__SELECTED EXTRACT__:
FLOSS speech recognition
Peter Grasch spoke on the second day of Akademy about the status of FLOSS speech recognition. The subtitle of his talk asked "why aren't we there yet?" and Grasch provided some reasons for that, while also showing that we aren't all that far behind the proprietary alternatives. Some focused work from more contributors could make substantial progress on the problem.
![[Peter Grasch]](https://static.lwn.net/images/2013/akad-grasch-sm.jpg)
"Speech recognition" is not really a useful term in isolation, he said. It is like saying you want to develop an "interaction method" without specifying what the user would be interacting with. In order to make a "speech recognition" system, you need to know what it will be used for.
Grasch presented three separate scenarios for speech recognition, which were the subject of a poll that he ran on his blog. The poll was to choose which of the three he would focus his efforts on for his Akademy talk. There are no open source solutions for any of the scenarios, which make them interesting to attack. He promised to spend a week—which turned into two—getting a demo ready for the conference.
The first option (and the winning choice) was "dictation", turning spoken words into text. Second was "virtual assistant" technology, like Apple's Siri. The last option was "simultaneous translation" from one spoken language to another.
Basics
Speech recognition starts with a microphone that picks up some speech, such as "this is a test". That speech gets recorded by the computer and turned into a representation of its waveform. Then, recognition is done on the waveform ("some magic happens there") to turn it into phonemes, which are, essentially, the individual sounds that make up words in a language. Of course, each speaker says things differently, and accents play a role, which makes phoneme detection a fairly complex, probabilistic calculation with "a lot of wiggle room".
From the phonemes, there can be multiple interpretations, "this is a test" or "this is attest", for example. Turning waveforms into phonemes uses an "acoustic model", but a "language model" is required to differentiate multiple interpretations of the phonemes. The language model uses surrounding words to choose the more likely collection of words based on the context. The final step is to get the recognized text into a text editor, word processor, or other program, which is part of what his project, Simon, does. (LWN reviewed Simon 0.4.0 back in January.)
In free software, there are pretty good algorithms available for handling the models, from CMU Sphinx for example, but there are few free models available. Grasch said that open source developers do not seem interested in creating acoustic or language models. For his work, he used CMU Sphinx for the algorithms, though there are other free choices available. For the models, he wanted open source options because proprietary models are "no fun"—and expensive.

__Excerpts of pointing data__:

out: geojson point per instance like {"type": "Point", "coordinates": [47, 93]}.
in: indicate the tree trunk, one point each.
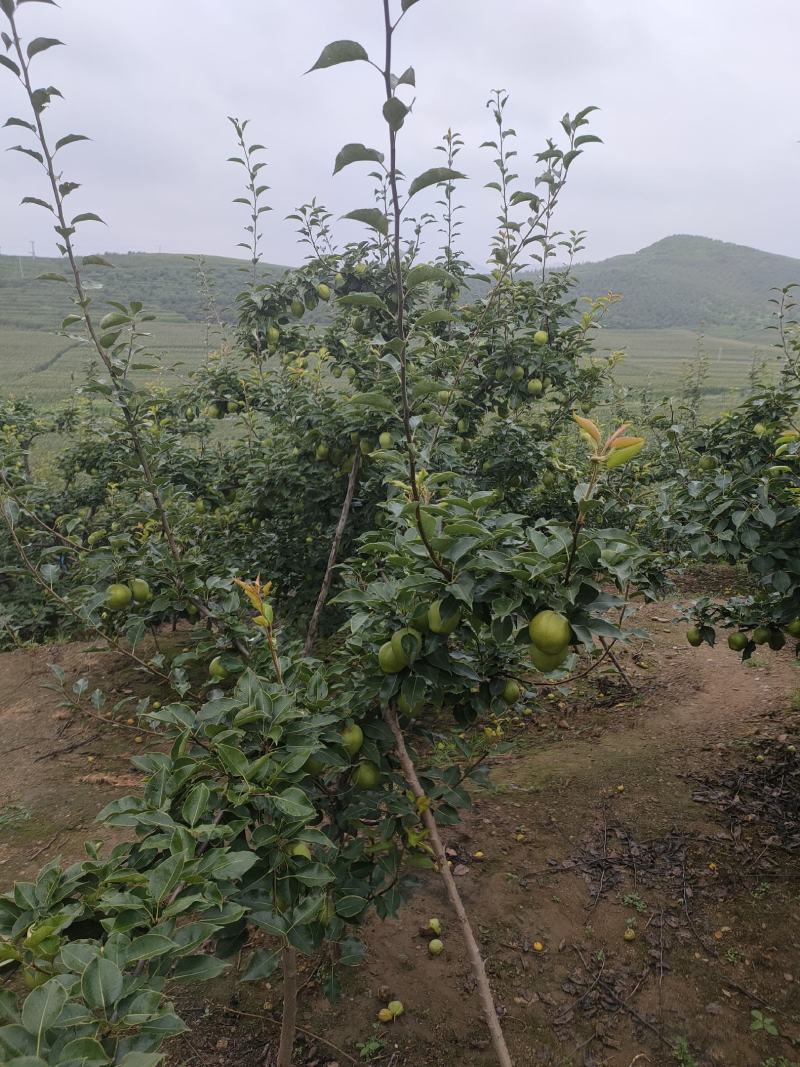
{"type": "Point", "coordinates": [473, 949]}
{"type": "Point", "coordinates": [289, 1016]}
{"type": "Point", "coordinates": [333, 555]}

__STATED TASK 1__: In the article on FLOSS speech recognition, turn the paragraph beginning "Speech recognition starts with a microphone" into a short list that keeps its main facts.
__STATED TASK 2__: Carry the article on FLOSS speech recognition forward with the part that comes after its last paragraph.

__RESPONSE 1__:
- A microphone picks up speech, such as "this is a test."
- The computer records the speech and turns it into a representation of its waveform.
- Recognition on the waveform turns it into phonemes, the individual sounds that make up words in a language.
- Speakers say things differently and accents play a role, so phoneme detection is a fairly complex, probabilistic calculation with a lot of wiggle room.

__RESPONSE 2__:
For the acoustic model, he used VoxForge. Creating an acoustic model requires recordings of "lots and lots" of spoken language. It requires a learning system that gets fed all of this training data in order to build the acoustic model. VoxForge has a corpus of training data, which Grasch used for his model.
The language model is similar, in that it requires a large corpus of training data, but it is all text. He built a corpus of text by combining data from Wikipedia, news groups (that contained a lot of spam, which biased his model some), US Congress transcriptions (which don't really match his use case), and so on. It ended up as around 15G of text that was used to build the model.
Demos
Before getting to the demo of his code, Grasch showed two older videos of users trying out the speech recognition in Windows Vista, with one showing predictably comical results; the other worked well. When Vista was introduced six years ago, its speech recognition was roughly where Simon is today, Grasch said. It is popular to bash Microsoft, but its system is pretty good, he said; live demos of speech recognition often show "wonky" behavior.
To prove that point, Grasch moved on to his demos. The system he was showing is not something that he recommends for general use. It is, to some extent, demo-ware, that he put together in a short time to try to get people excited about speech recognition so they would "come to the BoF later in the week."
He started by using the KNotes notepad application and said "Hello KDE developers period" into the microphone plugged into his laptop. After a one second or so pause, "Hi Leo kde developers." showed up in the notepad. He then said "new paragraph this actually works better than Microsoft's system I am realizing period" which showed up nearly perfectly (just missing the possessive in "Microsoft's") to loud applause—applause that resulted in a gibberish "sentence" appearing a moment or two later.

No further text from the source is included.